> _EXERCISE_
From the entries that follow, pick out all lines holding "below".
+++ PROVIDED ENTRIES
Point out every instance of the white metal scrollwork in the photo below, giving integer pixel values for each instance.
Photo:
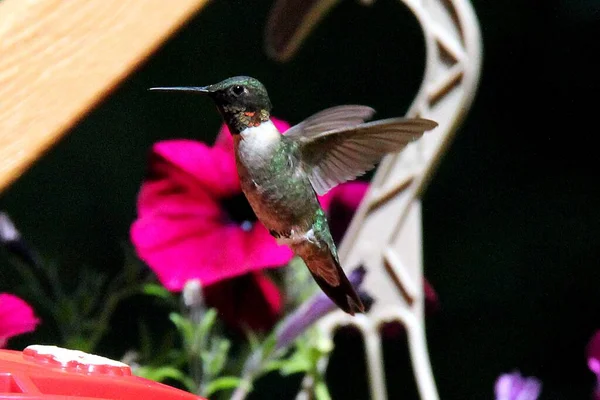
(385, 235)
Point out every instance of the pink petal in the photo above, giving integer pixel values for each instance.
(249, 301)
(16, 317)
(225, 141)
(340, 203)
(593, 353)
(194, 248)
(213, 168)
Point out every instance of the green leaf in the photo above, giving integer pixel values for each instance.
(268, 345)
(273, 365)
(223, 383)
(215, 360)
(321, 391)
(184, 327)
(210, 317)
(299, 362)
(152, 289)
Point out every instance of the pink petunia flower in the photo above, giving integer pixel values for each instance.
(593, 358)
(16, 317)
(193, 222)
(514, 386)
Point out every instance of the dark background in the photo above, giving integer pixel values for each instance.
(510, 219)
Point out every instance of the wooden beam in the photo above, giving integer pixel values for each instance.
(58, 58)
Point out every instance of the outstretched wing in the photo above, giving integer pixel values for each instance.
(336, 146)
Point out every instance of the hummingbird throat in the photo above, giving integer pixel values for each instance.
(238, 119)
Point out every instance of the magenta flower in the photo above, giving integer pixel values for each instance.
(195, 223)
(192, 221)
(517, 387)
(16, 317)
(593, 358)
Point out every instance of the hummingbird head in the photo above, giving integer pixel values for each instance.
(242, 101)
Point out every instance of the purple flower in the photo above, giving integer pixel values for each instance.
(514, 386)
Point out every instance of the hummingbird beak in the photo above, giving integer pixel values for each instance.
(197, 89)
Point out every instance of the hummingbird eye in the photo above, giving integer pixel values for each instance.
(238, 89)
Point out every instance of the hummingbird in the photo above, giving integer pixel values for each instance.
(282, 174)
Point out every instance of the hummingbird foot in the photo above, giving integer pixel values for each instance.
(295, 237)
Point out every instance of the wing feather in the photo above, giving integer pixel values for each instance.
(350, 148)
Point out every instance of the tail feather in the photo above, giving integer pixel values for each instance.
(329, 275)
(343, 295)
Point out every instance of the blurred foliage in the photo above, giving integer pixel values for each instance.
(510, 220)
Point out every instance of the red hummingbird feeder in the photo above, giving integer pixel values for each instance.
(54, 373)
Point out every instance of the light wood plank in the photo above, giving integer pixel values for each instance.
(60, 57)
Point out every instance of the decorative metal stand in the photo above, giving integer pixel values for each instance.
(385, 234)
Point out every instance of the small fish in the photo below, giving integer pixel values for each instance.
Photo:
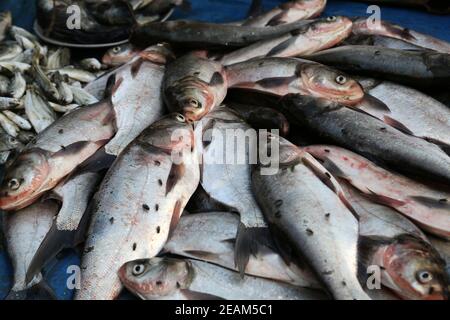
(179, 279)
(38, 111)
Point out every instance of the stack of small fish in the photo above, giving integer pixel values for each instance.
(358, 206)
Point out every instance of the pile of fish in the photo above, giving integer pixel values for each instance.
(349, 199)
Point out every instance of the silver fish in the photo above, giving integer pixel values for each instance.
(196, 280)
(128, 222)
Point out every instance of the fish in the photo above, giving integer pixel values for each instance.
(138, 204)
(55, 153)
(203, 35)
(311, 218)
(427, 205)
(9, 50)
(280, 76)
(363, 26)
(406, 111)
(219, 228)
(184, 279)
(24, 231)
(225, 176)
(194, 85)
(137, 96)
(17, 86)
(38, 111)
(420, 69)
(120, 55)
(288, 12)
(5, 24)
(20, 121)
(262, 117)
(318, 35)
(368, 136)
(58, 59)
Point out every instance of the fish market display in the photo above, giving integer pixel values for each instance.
(284, 155)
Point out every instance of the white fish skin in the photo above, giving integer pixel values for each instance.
(24, 231)
(210, 237)
(138, 204)
(38, 111)
(197, 280)
(314, 219)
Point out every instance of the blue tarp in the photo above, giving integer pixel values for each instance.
(214, 11)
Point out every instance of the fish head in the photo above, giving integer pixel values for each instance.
(23, 178)
(416, 270)
(324, 82)
(157, 277)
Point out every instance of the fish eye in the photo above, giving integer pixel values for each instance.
(341, 79)
(13, 184)
(181, 118)
(138, 269)
(424, 276)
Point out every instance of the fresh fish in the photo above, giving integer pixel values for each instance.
(383, 28)
(427, 205)
(138, 204)
(137, 96)
(9, 50)
(219, 228)
(9, 126)
(194, 85)
(226, 170)
(38, 111)
(58, 59)
(17, 86)
(204, 34)
(414, 68)
(313, 218)
(24, 231)
(5, 24)
(318, 35)
(288, 12)
(56, 152)
(21, 122)
(262, 117)
(409, 111)
(178, 279)
(120, 55)
(368, 136)
(280, 76)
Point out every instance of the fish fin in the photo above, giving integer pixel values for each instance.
(384, 199)
(433, 203)
(397, 125)
(195, 295)
(248, 241)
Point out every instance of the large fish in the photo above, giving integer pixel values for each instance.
(211, 236)
(364, 26)
(55, 153)
(138, 204)
(368, 136)
(24, 231)
(414, 68)
(178, 279)
(288, 12)
(136, 96)
(318, 35)
(425, 204)
(409, 110)
(280, 76)
(226, 163)
(194, 85)
(311, 218)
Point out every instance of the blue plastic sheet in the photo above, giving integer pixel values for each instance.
(215, 11)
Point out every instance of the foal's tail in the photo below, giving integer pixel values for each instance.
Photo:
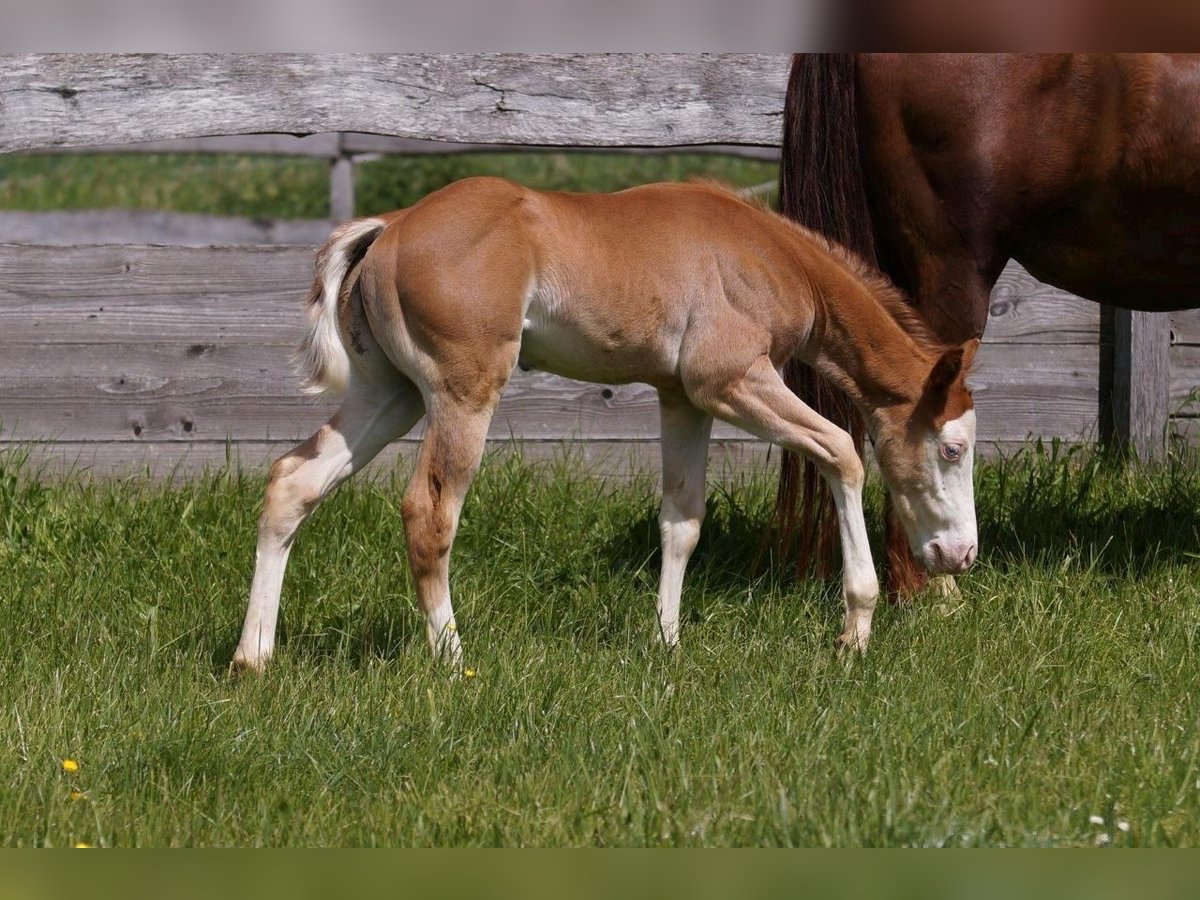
(322, 358)
(821, 186)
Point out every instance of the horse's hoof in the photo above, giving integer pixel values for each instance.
(850, 642)
(243, 665)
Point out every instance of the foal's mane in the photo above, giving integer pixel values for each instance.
(891, 298)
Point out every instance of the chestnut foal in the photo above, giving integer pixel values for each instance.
(688, 288)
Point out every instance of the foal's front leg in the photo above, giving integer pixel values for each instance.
(761, 403)
(685, 432)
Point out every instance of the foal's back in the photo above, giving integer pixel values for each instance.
(597, 287)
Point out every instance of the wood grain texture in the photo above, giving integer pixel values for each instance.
(1141, 381)
(1024, 310)
(153, 345)
(137, 226)
(331, 145)
(1186, 328)
(616, 460)
(587, 100)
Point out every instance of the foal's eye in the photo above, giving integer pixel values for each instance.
(952, 451)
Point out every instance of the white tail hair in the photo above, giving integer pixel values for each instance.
(322, 359)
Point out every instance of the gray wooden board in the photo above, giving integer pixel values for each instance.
(161, 293)
(598, 100)
(137, 226)
(605, 459)
(143, 345)
(1186, 328)
(328, 147)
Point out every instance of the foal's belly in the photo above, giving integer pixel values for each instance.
(591, 346)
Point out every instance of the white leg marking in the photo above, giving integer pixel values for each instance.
(859, 583)
(685, 432)
(366, 421)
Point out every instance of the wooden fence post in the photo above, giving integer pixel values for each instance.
(1141, 381)
(341, 184)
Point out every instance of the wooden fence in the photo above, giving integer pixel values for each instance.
(120, 357)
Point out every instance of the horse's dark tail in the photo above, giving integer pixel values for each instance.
(821, 186)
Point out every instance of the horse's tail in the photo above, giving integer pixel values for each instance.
(322, 358)
(821, 186)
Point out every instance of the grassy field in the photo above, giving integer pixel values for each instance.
(291, 187)
(1055, 703)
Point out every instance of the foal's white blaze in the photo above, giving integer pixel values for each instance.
(945, 534)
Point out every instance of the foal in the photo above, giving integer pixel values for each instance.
(685, 287)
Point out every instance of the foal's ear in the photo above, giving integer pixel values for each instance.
(951, 369)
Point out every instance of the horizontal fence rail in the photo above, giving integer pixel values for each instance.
(574, 100)
(124, 354)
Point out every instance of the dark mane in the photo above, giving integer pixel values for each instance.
(886, 293)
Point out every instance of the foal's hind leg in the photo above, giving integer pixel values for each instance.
(450, 455)
(685, 431)
(370, 418)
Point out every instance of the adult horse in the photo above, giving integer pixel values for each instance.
(941, 168)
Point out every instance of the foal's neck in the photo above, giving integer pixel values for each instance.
(858, 343)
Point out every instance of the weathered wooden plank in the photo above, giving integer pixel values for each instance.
(616, 460)
(1141, 381)
(175, 405)
(136, 294)
(169, 343)
(1024, 310)
(330, 147)
(591, 100)
(389, 144)
(180, 393)
(198, 283)
(1186, 328)
(1185, 394)
(137, 226)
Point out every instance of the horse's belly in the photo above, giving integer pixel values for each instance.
(564, 351)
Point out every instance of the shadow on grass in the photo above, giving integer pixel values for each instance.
(1091, 507)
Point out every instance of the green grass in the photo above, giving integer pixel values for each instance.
(1062, 684)
(299, 189)
(213, 184)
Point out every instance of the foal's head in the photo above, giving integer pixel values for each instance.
(925, 449)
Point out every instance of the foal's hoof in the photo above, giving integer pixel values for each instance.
(852, 642)
(241, 665)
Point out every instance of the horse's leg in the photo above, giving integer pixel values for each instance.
(371, 415)
(685, 431)
(761, 403)
(450, 456)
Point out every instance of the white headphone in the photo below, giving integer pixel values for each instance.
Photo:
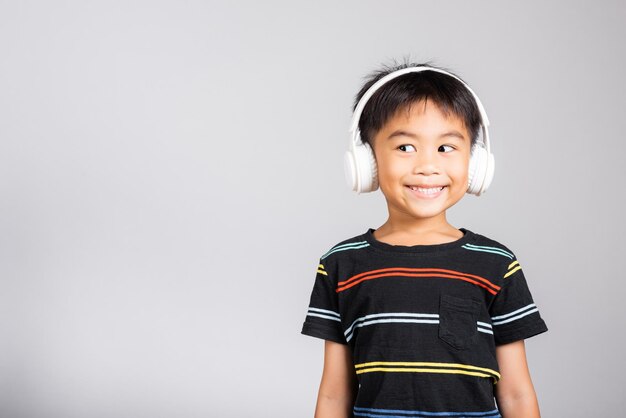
(360, 164)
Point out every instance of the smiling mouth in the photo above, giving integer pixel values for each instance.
(427, 190)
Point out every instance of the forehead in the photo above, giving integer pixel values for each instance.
(425, 116)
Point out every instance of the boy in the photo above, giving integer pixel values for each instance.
(421, 319)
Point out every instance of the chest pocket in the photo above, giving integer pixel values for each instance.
(457, 321)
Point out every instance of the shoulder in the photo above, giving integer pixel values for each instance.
(345, 247)
(490, 247)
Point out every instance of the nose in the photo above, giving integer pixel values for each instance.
(427, 162)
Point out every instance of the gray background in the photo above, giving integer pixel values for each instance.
(170, 173)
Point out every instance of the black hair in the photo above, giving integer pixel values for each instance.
(448, 93)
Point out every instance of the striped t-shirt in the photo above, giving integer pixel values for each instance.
(422, 321)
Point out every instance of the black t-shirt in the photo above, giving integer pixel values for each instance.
(422, 321)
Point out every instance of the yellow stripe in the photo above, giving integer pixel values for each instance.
(423, 363)
(449, 371)
(512, 271)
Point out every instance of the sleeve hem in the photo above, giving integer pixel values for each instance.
(521, 333)
(318, 331)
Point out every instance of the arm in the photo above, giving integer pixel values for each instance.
(514, 391)
(339, 384)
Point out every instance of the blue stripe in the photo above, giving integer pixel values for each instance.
(352, 246)
(485, 249)
(372, 412)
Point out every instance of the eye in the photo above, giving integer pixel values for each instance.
(406, 148)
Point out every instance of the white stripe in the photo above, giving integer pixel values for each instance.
(512, 313)
(383, 321)
(516, 317)
(325, 317)
(350, 244)
(494, 251)
(391, 314)
(344, 249)
(325, 311)
(492, 248)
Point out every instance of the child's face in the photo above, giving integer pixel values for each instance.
(420, 146)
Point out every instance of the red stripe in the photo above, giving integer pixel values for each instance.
(413, 272)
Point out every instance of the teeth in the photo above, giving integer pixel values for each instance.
(430, 190)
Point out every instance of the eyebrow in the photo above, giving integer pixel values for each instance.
(452, 133)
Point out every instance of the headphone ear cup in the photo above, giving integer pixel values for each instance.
(360, 168)
(481, 169)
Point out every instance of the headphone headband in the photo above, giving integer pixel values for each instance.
(356, 117)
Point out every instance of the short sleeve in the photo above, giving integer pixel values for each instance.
(323, 319)
(514, 314)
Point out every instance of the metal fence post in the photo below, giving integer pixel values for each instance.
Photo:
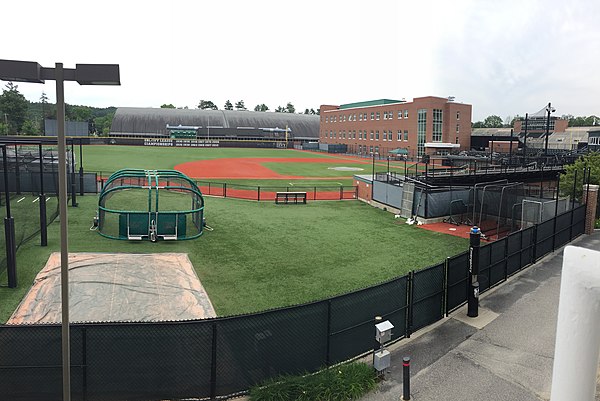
(409, 295)
(213, 364)
(328, 345)
(84, 361)
(406, 378)
(445, 284)
(473, 294)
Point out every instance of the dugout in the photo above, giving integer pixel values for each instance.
(150, 205)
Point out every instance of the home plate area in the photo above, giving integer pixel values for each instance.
(120, 287)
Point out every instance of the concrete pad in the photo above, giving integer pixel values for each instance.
(484, 317)
(118, 287)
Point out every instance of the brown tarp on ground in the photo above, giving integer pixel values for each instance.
(116, 288)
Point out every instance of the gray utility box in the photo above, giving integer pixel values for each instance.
(381, 361)
(383, 332)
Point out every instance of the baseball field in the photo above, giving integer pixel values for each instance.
(259, 255)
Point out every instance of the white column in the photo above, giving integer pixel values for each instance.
(577, 351)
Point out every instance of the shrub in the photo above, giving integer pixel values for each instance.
(344, 382)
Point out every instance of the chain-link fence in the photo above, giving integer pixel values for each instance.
(224, 356)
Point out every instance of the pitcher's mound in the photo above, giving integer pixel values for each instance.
(107, 287)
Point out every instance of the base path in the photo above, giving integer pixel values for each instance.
(248, 168)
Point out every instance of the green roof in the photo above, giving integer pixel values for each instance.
(399, 151)
(377, 102)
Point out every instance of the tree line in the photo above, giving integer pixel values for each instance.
(20, 116)
(209, 105)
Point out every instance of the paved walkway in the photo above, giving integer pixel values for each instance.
(504, 354)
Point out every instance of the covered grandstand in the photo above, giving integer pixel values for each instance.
(214, 124)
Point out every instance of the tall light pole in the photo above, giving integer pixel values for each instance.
(549, 109)
(84, 74)
(525, 140)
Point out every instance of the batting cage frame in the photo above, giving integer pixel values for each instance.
(170, 206)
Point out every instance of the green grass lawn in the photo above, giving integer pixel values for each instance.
(319, 169)
(262, 255)
(107, 158)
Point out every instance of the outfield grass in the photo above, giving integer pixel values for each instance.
(318, 169)
(110, 158)
(262, 255)
(307, 183)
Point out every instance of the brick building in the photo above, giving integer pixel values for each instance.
(427, 125)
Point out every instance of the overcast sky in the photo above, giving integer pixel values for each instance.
(504, 57)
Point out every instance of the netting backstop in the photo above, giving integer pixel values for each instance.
(150, 205)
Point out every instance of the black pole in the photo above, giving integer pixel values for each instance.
(510, 149)
(17, 172)
(548, 110)
(373, 177)
(80, 168)
(574, 188)
(406, 378)
(73, 191)
(9, 230)
(525, 140)
(473, 295)
(42, 200)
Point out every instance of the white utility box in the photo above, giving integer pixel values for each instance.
(381, 360)
(383, 332)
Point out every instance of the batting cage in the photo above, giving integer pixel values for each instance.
(150, 205)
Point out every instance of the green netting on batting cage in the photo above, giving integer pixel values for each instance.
(150, 204)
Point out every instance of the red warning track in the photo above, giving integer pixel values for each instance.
(246, 168)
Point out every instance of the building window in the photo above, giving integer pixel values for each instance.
(421, 131)
(437, 125)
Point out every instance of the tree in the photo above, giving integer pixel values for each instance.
(29, 128)
(240, 105)
(515, 118)
(207, 104)
(13, 108)
(290, 108)
(591, 160)
(104, 123)
(492, 121)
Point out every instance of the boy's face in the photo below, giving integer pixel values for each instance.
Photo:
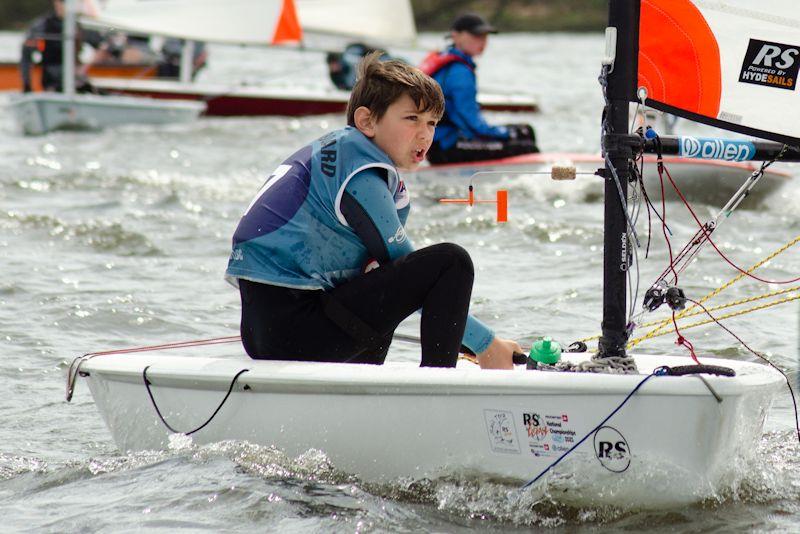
(404, 132)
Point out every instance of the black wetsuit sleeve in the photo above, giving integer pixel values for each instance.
(369, 209)
(29, 46)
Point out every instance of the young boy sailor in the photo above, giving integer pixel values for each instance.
(301, 250)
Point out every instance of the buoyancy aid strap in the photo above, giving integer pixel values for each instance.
(434, 62)
(349, 322)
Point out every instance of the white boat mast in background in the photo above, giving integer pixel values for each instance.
(39, 113)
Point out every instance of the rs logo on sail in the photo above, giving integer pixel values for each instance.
(709, 148)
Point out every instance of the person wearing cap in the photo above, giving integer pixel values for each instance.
(463, 134)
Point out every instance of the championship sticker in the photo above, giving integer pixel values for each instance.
(502, 431)
(771, 64)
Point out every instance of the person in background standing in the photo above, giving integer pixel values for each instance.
(169, 66)
(463, 134)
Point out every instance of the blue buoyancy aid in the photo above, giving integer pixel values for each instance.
(454, 70)
(293, 233)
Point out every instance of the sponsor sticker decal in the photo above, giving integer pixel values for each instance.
(771, 64)
(612, 449)
(547, 434)
(713, 148)
(502, 431)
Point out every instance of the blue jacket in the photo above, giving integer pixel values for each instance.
(462, 116)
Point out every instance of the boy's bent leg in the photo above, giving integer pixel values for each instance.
(280, 323)
(437, 279)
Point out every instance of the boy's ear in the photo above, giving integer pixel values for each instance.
(364, 122)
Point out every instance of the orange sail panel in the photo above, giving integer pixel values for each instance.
(288, 29)
(679, 61)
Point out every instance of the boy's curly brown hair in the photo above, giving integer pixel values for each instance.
(381, 83)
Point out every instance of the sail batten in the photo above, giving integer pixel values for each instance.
(724, 63)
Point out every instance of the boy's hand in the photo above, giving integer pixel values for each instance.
(499, 355)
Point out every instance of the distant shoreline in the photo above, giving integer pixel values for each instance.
(430, 15)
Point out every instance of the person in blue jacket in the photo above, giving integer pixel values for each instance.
(324, 267)
(463, 134)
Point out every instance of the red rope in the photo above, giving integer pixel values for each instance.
(682, 341)
(707, 236)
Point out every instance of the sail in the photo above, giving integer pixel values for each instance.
(262, 22)
(729, 63)
(374, 21)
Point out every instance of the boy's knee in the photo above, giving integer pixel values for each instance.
(458, 256)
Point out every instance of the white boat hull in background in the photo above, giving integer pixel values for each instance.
(39, 113)
(699, 180)
(673, 442)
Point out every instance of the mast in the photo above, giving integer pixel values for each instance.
(68, 49)
(622, 15)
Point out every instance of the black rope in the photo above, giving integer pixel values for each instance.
(153, 400)
(764, 358)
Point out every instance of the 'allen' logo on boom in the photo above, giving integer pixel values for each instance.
(711, 148)
(771, 64)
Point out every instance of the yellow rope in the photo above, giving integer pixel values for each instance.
(666, 322)
(728, 305)
(662, 326)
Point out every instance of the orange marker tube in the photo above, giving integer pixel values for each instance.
(502, 205)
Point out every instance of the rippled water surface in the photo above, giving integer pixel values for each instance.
(120, 238)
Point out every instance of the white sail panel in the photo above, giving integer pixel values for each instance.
(374, 21)
(734, 62)
(221, 21)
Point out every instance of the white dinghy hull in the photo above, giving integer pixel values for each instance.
(699, 180)
(39, 113)
(672, 442)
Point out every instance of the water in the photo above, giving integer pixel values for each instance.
(120, 238)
++++++
> _COMPLETED EXERCISE_
Point out every instance of the white metal scrollwork in the photo below, giving integer pixel values for each instance.
Point out every instance of the small fish in the photo below, giving integer pixel values for each instance.
Point out every instance of the foal's tail in the photo below, giving integer pixel values for each instance.
Point out every instance of the white headphone in the photo below, giving integer pixel values for each instance.
Point out every instance of the metal fence post in the photo below, giving integer pixel values for each instance.
Point out every instance of the boy's face in the photo below, giving integer pixel values for each instance.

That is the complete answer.